╭─ Supplied entries

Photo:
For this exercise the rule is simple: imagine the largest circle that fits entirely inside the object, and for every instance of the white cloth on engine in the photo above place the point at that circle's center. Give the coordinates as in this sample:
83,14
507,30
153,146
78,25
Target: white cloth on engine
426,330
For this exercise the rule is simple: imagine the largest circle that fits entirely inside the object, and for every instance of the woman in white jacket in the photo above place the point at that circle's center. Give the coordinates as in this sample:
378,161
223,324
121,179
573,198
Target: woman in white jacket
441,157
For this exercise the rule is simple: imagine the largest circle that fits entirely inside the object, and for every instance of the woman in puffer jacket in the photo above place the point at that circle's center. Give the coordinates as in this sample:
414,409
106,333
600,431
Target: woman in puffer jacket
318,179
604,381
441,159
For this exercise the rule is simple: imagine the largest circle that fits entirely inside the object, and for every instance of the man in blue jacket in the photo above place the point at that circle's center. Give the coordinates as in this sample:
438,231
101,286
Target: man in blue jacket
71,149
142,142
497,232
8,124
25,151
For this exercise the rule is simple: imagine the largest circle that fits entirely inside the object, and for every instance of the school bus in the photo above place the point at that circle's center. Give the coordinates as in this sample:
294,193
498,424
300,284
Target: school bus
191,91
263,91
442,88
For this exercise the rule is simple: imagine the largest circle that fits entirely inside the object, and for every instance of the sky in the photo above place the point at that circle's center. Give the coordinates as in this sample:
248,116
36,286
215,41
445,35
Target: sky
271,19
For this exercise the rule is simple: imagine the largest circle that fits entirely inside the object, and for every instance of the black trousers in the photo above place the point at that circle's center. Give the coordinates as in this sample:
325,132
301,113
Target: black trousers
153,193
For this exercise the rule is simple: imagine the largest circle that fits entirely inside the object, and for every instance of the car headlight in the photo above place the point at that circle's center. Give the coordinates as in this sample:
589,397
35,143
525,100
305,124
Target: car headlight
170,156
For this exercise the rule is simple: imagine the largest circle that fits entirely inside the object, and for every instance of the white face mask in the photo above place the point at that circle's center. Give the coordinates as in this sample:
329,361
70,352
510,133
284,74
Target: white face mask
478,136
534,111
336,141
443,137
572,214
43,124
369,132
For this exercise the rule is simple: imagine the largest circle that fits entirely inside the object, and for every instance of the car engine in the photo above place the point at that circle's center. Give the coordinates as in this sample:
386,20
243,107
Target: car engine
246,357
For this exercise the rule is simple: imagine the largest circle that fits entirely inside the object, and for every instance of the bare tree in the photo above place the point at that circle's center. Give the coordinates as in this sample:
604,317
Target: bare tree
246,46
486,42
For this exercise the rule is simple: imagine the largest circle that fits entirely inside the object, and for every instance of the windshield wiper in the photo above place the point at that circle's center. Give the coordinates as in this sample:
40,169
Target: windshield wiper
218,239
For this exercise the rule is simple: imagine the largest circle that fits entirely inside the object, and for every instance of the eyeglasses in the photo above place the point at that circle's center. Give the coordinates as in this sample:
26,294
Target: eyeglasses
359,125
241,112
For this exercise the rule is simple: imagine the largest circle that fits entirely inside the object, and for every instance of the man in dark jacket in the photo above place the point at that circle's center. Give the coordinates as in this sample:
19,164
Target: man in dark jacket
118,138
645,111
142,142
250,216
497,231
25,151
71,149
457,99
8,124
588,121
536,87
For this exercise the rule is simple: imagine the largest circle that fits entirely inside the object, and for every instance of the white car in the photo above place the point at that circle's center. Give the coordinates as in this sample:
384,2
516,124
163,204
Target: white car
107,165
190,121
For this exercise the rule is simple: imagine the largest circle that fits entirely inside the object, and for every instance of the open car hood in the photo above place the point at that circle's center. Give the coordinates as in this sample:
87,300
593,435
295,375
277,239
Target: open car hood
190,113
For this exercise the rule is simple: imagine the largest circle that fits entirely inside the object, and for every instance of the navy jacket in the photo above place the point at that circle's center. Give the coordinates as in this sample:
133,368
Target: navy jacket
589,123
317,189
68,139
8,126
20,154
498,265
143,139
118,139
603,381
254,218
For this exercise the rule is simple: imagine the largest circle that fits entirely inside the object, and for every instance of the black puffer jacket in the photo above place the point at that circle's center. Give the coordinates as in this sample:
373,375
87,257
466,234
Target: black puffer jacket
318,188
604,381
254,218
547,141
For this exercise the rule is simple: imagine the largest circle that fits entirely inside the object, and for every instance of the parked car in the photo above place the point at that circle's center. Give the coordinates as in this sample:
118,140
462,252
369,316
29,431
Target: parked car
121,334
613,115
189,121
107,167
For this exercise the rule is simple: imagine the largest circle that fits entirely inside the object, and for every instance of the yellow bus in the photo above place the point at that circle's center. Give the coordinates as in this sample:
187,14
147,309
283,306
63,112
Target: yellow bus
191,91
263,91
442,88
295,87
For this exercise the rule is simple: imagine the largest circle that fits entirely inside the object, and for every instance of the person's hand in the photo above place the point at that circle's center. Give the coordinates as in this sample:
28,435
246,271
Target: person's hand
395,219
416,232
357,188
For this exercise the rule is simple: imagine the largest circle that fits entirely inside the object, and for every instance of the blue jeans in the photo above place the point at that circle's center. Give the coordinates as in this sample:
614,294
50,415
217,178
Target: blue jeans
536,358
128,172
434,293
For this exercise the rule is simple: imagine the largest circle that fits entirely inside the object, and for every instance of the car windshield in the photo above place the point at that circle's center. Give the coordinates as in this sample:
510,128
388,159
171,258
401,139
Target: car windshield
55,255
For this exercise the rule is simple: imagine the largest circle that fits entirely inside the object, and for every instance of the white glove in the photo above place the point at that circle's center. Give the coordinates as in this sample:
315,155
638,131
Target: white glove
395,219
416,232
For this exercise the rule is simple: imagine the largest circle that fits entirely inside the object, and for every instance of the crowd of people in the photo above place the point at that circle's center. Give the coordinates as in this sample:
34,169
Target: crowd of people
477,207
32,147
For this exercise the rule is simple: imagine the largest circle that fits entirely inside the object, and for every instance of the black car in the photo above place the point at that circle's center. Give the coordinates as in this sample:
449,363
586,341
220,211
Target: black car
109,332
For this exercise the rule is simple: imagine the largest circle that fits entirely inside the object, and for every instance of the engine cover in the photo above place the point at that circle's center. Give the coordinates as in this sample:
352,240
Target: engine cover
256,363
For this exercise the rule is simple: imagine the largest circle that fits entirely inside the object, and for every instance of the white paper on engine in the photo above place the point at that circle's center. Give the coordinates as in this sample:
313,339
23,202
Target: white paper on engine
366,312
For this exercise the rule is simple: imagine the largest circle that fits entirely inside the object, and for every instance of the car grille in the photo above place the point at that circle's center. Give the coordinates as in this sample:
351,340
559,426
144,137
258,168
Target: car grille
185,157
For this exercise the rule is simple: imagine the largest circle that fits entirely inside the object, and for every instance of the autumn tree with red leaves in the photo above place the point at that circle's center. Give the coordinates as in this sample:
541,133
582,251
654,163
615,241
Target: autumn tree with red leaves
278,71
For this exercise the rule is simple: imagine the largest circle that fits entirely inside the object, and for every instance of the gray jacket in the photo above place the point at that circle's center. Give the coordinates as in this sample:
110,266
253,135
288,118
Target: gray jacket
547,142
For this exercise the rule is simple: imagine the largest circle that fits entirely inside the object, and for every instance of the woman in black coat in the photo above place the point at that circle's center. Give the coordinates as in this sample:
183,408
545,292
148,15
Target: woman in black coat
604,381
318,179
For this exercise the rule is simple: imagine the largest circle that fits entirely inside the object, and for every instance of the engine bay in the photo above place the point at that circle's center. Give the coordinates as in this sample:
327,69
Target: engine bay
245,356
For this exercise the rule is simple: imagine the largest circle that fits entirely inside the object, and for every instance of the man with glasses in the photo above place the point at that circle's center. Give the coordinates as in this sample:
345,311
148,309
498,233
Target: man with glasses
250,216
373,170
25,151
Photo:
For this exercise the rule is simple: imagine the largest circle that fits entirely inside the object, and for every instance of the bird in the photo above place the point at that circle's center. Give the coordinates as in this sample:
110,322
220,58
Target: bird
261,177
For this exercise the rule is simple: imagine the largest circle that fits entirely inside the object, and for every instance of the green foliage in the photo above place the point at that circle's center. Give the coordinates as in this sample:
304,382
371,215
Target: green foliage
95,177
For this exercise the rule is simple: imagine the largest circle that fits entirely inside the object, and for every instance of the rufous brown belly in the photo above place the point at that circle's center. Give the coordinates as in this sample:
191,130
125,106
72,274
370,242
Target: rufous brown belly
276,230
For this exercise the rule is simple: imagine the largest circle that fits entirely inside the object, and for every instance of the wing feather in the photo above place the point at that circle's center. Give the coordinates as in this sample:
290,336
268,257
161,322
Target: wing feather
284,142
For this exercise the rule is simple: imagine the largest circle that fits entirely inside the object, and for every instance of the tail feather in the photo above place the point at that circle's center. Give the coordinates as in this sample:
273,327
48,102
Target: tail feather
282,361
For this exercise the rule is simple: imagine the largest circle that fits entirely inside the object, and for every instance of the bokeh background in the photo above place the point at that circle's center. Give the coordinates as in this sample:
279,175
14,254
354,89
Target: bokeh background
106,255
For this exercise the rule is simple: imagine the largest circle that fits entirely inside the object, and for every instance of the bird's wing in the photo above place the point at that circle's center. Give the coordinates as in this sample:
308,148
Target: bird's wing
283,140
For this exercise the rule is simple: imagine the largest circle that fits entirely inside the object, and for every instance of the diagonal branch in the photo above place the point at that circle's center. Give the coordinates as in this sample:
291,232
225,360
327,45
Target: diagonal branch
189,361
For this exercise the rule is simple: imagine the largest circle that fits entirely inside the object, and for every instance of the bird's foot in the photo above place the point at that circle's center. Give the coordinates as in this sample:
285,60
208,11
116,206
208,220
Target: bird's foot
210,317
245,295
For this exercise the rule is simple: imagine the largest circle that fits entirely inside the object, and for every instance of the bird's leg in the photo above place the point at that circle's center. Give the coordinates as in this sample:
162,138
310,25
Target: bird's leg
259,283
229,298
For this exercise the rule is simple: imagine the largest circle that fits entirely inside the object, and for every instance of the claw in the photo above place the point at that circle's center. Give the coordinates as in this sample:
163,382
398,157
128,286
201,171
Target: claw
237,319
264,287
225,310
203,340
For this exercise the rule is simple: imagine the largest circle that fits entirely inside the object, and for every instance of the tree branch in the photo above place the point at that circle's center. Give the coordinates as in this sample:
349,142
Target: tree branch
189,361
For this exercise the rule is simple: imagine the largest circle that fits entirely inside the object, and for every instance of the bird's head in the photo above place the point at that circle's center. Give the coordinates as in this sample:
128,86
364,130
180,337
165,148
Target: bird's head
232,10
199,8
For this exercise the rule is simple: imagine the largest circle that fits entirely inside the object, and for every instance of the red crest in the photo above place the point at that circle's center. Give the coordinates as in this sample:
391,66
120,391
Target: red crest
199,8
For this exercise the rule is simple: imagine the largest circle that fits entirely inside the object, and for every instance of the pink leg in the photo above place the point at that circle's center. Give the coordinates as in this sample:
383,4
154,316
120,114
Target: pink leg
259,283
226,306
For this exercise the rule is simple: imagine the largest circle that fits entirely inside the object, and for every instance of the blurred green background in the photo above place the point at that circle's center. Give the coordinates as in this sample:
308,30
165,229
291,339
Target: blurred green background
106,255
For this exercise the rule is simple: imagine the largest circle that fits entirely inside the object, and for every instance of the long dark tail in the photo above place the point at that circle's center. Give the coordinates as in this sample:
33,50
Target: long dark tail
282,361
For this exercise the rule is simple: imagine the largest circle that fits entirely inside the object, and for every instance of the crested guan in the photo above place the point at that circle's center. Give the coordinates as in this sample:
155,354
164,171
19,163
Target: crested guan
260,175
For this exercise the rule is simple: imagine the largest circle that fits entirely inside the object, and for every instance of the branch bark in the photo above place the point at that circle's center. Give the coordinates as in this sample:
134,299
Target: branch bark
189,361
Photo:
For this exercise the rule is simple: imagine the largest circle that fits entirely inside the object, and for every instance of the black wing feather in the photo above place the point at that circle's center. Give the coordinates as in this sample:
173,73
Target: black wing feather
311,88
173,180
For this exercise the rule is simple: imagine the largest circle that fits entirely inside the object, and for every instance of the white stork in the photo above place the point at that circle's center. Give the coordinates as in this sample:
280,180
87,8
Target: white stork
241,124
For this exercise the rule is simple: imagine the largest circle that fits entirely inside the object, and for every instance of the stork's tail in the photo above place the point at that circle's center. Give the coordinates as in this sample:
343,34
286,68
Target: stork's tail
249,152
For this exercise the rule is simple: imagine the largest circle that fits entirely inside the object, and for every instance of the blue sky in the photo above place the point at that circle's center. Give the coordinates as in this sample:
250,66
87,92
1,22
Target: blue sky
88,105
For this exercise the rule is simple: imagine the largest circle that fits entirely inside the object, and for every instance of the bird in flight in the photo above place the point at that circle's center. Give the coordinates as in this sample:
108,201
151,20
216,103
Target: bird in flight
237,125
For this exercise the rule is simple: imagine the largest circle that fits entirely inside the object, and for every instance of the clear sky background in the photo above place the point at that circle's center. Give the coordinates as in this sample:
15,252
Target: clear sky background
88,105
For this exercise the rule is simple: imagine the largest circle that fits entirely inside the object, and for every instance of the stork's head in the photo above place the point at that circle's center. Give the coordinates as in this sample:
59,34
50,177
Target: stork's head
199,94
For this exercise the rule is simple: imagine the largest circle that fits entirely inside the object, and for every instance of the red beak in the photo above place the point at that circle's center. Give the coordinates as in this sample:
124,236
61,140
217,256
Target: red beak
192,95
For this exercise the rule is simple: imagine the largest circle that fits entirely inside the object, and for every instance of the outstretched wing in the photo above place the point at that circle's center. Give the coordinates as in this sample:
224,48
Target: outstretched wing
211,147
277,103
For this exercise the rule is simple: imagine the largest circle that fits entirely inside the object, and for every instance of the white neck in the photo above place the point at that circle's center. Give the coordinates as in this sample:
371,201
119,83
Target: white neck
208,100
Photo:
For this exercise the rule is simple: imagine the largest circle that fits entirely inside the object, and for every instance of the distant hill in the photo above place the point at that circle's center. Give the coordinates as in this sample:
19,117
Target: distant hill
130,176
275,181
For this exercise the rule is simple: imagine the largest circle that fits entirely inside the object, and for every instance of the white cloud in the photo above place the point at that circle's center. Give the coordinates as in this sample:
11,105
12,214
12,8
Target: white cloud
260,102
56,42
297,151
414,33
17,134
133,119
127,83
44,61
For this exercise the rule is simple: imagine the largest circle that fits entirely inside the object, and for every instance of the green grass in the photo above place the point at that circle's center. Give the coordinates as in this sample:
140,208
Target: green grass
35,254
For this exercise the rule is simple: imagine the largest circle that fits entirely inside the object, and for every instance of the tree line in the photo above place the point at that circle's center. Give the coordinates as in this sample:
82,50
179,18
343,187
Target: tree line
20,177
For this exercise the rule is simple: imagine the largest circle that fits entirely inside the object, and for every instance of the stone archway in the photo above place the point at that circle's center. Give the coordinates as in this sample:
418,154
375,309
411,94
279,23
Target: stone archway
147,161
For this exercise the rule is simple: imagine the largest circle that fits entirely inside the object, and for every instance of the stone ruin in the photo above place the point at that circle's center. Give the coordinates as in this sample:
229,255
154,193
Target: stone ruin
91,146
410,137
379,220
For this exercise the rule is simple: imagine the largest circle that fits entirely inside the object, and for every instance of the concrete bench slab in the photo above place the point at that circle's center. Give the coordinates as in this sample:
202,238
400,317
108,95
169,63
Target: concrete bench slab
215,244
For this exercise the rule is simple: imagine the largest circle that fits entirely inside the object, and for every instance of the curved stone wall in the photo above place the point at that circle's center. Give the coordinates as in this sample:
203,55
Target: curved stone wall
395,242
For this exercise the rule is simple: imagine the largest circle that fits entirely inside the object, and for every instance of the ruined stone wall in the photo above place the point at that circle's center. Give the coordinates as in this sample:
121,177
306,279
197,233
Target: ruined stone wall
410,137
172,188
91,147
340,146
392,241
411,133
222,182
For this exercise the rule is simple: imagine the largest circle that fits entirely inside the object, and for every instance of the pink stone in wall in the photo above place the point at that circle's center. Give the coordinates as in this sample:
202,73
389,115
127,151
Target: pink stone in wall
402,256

╰─

→ Task:
The answer should consist only of the lines from the one with "Target: ruined stone wall" to the final line of the records above, retyped word for word.

→ Response to this exercise:
Target: ruined stone wall
410,137
172,188
91,147
340,146
392,241
411,133
222,182
For this exercise the rule is simple: imagine the largest circle that fits entirely inside the object, and for every instance of the pink stone in wall in the photo above place the point at that circle's center. Give the coordinates as in this sample:
202,73
389,115
127,151
Target: pink stone in wall
402,256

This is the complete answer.